- What the task requires
Somewhere below are a line with "Place one point per instance of the concrete" and a later line with "Place one point per instance of the white cloud, the". Output exactly those lines and all lines between them.

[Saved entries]
◆ ◆ ◆ ◆

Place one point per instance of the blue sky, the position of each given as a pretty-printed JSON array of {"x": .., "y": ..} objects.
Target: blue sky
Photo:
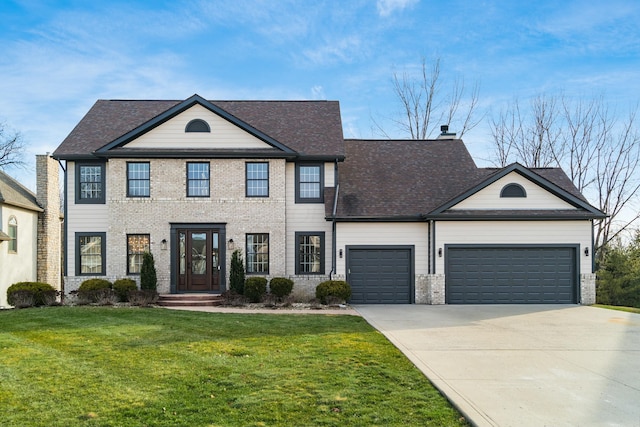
[{"x": 58, "y": 57}]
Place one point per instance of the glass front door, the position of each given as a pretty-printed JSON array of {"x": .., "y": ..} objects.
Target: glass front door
[{"x": 198, "y": 260}]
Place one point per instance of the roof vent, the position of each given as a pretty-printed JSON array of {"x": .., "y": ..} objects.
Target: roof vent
[{"x": 445, "y": 134}]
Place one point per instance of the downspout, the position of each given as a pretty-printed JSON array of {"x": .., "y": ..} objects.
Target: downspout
[
  {"x": 334, "y": 261},
  {"x": 65, "y": 248}
]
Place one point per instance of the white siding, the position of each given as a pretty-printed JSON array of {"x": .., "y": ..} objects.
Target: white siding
[
  {"x": 301, "y": 217},
  {"x": 384, "y": 233},
  {"x": 82, "y": 217},
  {"x": 20, "y": 266},
  {"x": 515, "y": 232},
  {"x": 489, "y": 197},
  {"x": 171, "y": 134}
]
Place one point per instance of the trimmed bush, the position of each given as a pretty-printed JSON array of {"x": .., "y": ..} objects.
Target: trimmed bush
[
  {"x": 236, "y": 276},
  {"x": 122, "y": 288},
  {"x": 94, "y": 285},
  {"x": 148, "y": 277},
  {"x": 281, "y": 286},
  {"x": 255, "y": 288},
  {"x": 333, "y": 288},
  {"x": 37, "y": 289}
]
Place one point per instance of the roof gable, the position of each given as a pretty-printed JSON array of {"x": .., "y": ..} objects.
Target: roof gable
[
  {"x": 557, "y": 198},
  {"x": 222, "y": 134},
  {"x": 304, "y": 129}
]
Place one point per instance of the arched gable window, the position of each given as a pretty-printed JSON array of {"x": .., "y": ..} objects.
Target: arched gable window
[
  {"x": 13, "y": 233},
  {"x": 513, "y": 190},
  {"x": 197, "y": 125}
]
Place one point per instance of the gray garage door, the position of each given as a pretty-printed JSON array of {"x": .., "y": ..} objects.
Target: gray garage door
[
  {"x": 511, "y": 275},
  {"x": 380, "y": 275}
]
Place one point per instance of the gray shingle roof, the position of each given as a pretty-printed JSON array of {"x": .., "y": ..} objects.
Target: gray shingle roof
[
  {"x": 13, "y": 193},
  {"x": 402, "y": 178},
  {"x": 311, "y": 128}
]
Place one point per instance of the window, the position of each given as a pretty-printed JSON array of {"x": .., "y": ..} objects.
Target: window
[
  {"x": 309, "y": 179},
  {"x": 197, "y": 125},
  {"x": 90, "y": 183},
  {"x": 513, "y": 190},
  {"x": 13, "y": 234},
  {"x": 310, "y": 253},
  {"x": 257, "y": 180},
  {"x": 258, "y": 253},
  {"x": 198, "y": 179},
  {"x": 138, "y": 179},
  {"x": 137, "y": 245},
  {"x": 90, "y": 254}
]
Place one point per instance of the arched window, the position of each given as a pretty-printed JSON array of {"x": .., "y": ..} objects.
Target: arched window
[
  {"x": 13, "y": 233},
  {"x": 197, "y": 125},
  {"x": 513, "y": 190}
]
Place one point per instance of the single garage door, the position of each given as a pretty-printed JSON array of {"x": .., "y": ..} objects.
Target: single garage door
[
  {"x": 511, "y": 275},
  {"x": 380, "y": 275}
]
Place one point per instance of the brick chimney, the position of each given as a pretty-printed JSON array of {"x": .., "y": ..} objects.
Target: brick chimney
[
  {"x": 444, "y": 133},
  {"x": 49, "y": 258}
]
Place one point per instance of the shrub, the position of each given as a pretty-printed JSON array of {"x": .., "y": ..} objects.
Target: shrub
[
  {"x": 148, "y": 277},
  {"x": 94, "y": 284},
  {"x": 122, "y": 288},
  {"x": 281, "y": 286},
  {"x": 333, "y": 288},
  {"x": 37, "y": 289},
  {"x": 236, "y": 276},
  {"x": 255, "y": 288}
]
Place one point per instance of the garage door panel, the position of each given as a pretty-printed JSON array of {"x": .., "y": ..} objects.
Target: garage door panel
[
  {"x": 483, "y": 275},
  {"x": 380, "y": 276}
]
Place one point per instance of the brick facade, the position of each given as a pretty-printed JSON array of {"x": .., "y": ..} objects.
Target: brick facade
[{"x": 49, "y": 224}]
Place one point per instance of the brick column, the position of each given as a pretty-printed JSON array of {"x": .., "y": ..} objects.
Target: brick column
[{"x": 49, "y": 222}]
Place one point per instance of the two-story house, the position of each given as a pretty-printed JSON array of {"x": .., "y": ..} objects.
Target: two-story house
[{"x": 193, "y": 180}]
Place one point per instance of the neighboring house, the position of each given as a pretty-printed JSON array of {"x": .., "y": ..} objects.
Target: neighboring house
[
  {"x": 30, "y": 229},
  {"x": 402, "y": 221}
]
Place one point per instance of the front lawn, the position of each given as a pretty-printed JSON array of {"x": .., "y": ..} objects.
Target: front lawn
[{"x": 87, "y": 366}]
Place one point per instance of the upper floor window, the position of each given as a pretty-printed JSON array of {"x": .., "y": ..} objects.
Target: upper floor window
[
  {"x": 310, "y": 252},
  {"x": 257, "y": 180},
  {"x": 13, "y": 234},
  {"x": 91, "y": 254},
  {"x": 309, "y": 183},
  {"x": 198, "y": 179},
  {"x": 258, "y": 253},
  {"x": 197, "y": 125},
  {"x": 513, "y": 190},
  {"x": 90, "y": 183},
  {"x": 137, "y": 245},
  {"x": 138, "y": 179}
]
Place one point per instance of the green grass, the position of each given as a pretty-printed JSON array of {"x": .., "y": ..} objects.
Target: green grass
[
  {"x": 619, "y": 308},
  {"x": 87, "y": 366}
]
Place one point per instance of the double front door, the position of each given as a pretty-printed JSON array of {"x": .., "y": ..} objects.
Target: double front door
[{"x": 198, "y": 260}]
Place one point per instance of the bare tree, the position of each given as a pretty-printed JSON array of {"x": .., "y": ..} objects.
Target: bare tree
[
  {"x": 424, "y": 107},
  {"x": 11, "y": 148},
  {"x": 600, "y": 154}
]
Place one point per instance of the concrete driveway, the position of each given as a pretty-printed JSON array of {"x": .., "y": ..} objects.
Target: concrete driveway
[{"x": 520, "y": 365}]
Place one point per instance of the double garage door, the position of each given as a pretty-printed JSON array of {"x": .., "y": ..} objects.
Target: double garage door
[
  {"x": 380, "y": 274},
  {"x": 511, "y": 275}
]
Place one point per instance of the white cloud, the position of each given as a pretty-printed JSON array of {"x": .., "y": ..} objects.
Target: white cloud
[{"x": 387, "y": 7}]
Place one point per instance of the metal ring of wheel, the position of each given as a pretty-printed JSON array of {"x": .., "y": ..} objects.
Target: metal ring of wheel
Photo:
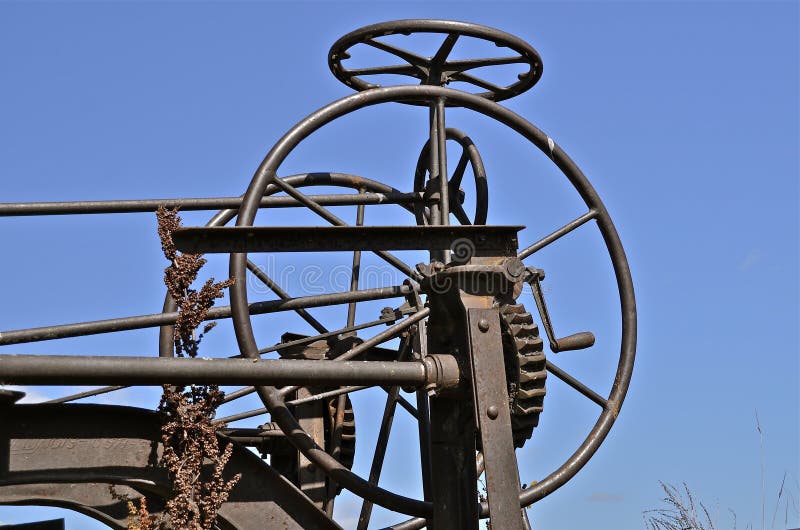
[
  {"x": 437, "y": 70},
  {"x": 266, "y": 174}
]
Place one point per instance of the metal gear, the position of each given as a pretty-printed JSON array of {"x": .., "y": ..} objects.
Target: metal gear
[{"x": 523, "y": 351}]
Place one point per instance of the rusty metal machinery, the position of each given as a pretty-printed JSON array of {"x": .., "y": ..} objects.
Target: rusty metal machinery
[{"x": 463, "y": 346}]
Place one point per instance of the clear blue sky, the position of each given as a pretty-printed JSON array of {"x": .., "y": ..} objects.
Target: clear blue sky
[{"x": 684, "y": 115}]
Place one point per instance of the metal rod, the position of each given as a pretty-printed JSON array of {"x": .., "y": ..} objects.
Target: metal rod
[
  {"x": 163, "y": 319},
  {"x": 561, "y": 232},
  {"x": 71, "y": 370},
  {"x": 577, "y": 385},
  {"x": 18, "y": 209},
  {"x": 334, "y": 220},
  {"x": 380, "y": 453},
  {"x": 383, "y": 336},
  {"x": 283, "y": 295},
  {"x": 88, "y": 393}
]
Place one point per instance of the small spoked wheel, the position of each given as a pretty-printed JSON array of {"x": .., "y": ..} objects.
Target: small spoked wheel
[
  {"x": 274, "y": 398},
  {"x": 437, "y": 70},
  {"x": 469, "y": 156}
]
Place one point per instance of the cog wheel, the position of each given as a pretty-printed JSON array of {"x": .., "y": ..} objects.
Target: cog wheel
[{"x": 523, "y": 351}]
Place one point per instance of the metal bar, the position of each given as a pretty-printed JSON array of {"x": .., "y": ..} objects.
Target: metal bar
[
  {"x": 88, "y": 393},
  {"x": 380, "y": 453},
  {"x": 441, "y": 139},
  {"x": 331, "y": 218},
  {"x": 577, "y": 385},
  {"x": 561, "y": 232},
  {"x": 283, "y": 295},
  {"x": 356, "y": 269},
  {"x": 383, "y": 336},
  {"x": 163, "y": 319},
  {"x": 494, "y": 418},
  {"x": 21, "y": 209},
  {"x": 61, "y": 370},
  {"x": 226, "y": 239}
]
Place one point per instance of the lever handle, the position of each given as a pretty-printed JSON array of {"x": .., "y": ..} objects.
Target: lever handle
[{"x": 577, "y": 341}]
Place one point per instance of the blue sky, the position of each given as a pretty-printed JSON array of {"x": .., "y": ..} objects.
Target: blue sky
[{"x": 684, "y": 115}]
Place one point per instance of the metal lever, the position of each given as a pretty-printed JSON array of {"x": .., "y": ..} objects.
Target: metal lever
[{"x": 577, "y": 341}]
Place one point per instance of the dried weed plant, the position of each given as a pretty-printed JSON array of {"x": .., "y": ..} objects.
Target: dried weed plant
[{"x": 192, "y": 454}]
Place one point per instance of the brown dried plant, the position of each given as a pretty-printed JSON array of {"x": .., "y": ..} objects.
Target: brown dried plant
[{"x": 192, "y": 455}]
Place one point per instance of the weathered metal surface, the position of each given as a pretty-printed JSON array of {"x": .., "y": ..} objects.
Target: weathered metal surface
[
  {"x": 474, "y": 275},
  {"x": 71, "y": 370},
  {"x": 341, "y": 238},
  {"x": 79, "y": 444}
]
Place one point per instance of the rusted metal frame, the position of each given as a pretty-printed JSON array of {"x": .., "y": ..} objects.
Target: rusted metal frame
[
  {"x": 380, "y": 453},
  {"x": 334, "y": 220},
  {"x": 577, "y": 385},
  {"x": 306, "y": 340},
  {"x": 61, "y": 370},
  {"x": 52, "y": 524},
  {"x": 356, "y": 268},
  {"x": 412, "y": 94},
  {"x": 88, "y": 393},
  {"x": 558, "y": 234},
  {"x": 283, "y": 295},
  {"x": 163, "y": 319},
  {"x": 387, "y": 334},
  {"x": 494, "y": 418},
  {"x": 20, "y": 209},
  {"x": 119, "y": 444},
  {"x": 424, "y": 66}
]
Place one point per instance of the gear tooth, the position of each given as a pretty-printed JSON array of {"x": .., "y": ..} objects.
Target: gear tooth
[{"x": 526, "y": 368}]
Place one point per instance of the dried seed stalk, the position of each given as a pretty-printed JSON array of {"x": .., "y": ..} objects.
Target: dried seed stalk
[{"x": 192, "y": 454}]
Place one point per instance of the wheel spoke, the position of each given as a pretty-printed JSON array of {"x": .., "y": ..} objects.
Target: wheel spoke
[
  {"x": 380, "y": 338},
  {"x": 283, "y": 295},
  {"x": 334, "y": 220},
  {"x": 380, "y": 453},
  {"x": 155, "y": 320},
  {"x": 469, "y": 64},
  {"x": 410, "y": 57},
  {"x": 398, "y": 69},
  {"x": 557, "y": 234},
  {"x": 444, "y": 50},
  {"x": 477, "y": 81},
  {"x": 577, "y": 385},
  {"x": 458, "y": 173},
  {"x": 461, "y": 215},
  {"x": 88, "y": 393}
]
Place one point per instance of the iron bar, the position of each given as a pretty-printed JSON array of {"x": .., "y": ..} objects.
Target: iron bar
[
  {"x": 17, "y": 209},
  {"x": 380, "y": 453},
  {"x": 334, "y": 220},
  {"x": 577, "y": 385},
  {"x": 70, "y": 370},
  {"x": 226, "y": 239},
  {"x": 383, "y": 336},
  {"x": 283, "y": 295},
  {"x": 164, "y": 319},
  {"x": 561, "y": 232},
  {"x": 88, "y": 393}
]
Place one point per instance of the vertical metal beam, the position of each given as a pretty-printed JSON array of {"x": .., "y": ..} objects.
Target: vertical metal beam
[{"x": 494, "y": 418}]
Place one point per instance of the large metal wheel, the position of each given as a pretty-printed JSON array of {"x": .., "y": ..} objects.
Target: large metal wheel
[{"x": 266, "y": 176}]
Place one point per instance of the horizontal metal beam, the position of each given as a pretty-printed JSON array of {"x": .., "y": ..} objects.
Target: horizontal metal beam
[
  {"x": 69, "y": 370},
  {"x": 113, "y": 325},
  {"x": 344, "y": 238},
  {"x": 194, "y": 204}
]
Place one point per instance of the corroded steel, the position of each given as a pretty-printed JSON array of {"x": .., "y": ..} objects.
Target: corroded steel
[{"x": 468, "y": 349}]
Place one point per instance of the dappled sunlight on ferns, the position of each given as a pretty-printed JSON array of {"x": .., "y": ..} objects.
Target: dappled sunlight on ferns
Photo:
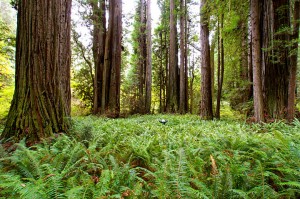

◆ ◆ ◆ ◆

- Completed task
Place one point per instance of the concrete driveway, the position of each given as a pretty-printed JSON array of {"x": .., "y": ..} objects.
Target: concrete driveway
[{"x": 520, "y": 365}]
Place one point per instance of the double garage door, the position of each given as a pretty-printed JSON array of {"x": .., "y": ..} objects.
Target: double garage door
[
  {"x": 380, "y": 274},
  {"x": 511, "y": 275}
]
Place one point per instance of the white cloud, the position of each given as a pretty-printed JSON array of {"x": .., "y": ..} objects.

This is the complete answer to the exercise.